◆ Exercise aim ◆
Rewrite the material from the line holding "Reviewer check: make sure each instance of the blue" through the end of the material, inclusive, swapping "keypoint" for "marker" and leaving everything else unchanged.

◆ Data shown ◆
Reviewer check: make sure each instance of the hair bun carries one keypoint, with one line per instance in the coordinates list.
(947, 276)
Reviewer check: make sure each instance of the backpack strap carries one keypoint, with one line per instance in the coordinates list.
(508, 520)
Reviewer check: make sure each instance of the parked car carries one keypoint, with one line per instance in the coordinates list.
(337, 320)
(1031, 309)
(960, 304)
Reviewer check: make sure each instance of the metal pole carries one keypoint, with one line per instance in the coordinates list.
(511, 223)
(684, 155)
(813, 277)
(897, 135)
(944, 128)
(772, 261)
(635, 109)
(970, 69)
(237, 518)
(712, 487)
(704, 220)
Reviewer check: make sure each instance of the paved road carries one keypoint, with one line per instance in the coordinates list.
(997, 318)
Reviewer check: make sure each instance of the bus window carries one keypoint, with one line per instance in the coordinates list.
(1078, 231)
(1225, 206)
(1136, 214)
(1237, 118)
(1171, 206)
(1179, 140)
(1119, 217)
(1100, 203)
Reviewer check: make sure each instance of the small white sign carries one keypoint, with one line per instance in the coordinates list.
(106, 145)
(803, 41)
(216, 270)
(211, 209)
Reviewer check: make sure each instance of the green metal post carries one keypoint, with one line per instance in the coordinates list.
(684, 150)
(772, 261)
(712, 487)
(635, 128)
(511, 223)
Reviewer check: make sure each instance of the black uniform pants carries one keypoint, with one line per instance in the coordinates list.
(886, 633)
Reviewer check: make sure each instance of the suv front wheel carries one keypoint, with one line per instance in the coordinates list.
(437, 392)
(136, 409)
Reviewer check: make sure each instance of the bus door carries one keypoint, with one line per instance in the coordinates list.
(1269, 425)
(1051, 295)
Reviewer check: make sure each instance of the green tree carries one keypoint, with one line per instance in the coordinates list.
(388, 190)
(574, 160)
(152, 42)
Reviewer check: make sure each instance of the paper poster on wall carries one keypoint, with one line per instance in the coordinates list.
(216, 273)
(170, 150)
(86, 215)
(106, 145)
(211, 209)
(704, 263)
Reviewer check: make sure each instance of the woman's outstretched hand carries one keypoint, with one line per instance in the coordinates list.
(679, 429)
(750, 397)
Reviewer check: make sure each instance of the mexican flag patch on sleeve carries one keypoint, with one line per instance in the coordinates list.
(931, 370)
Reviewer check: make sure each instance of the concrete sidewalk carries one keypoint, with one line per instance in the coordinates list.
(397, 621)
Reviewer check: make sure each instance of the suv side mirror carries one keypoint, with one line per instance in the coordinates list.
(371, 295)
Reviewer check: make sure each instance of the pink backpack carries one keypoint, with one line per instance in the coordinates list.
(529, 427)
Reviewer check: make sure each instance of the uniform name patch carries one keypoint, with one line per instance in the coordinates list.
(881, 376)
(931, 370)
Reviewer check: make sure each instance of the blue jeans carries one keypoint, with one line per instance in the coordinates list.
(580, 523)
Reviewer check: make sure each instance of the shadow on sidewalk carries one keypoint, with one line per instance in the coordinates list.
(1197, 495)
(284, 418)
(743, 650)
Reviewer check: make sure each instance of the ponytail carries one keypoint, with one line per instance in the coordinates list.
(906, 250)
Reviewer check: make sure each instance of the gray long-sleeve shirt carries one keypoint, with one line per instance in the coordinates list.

◆ Worked solution ◆
Reviewer check: make sure each instance of the blue jeans carries one marker, with one line per instance in the coordinates list.
(580, 523)
Reviewer check: make sure each instance of the shadow on sidewalk carries one marker, with one line per instance in the coordinates list.
(1197, 495)
(284, 418)
(743, 650)
Reviewer check: make sure each instance of the ponytail carries one marker, with one line per instance in the coordinates list.
(906, 250)
Reviewer check: make sure each instance of the gray long-sleeve shirt carries one marker, with one line per instance in the coordinates list.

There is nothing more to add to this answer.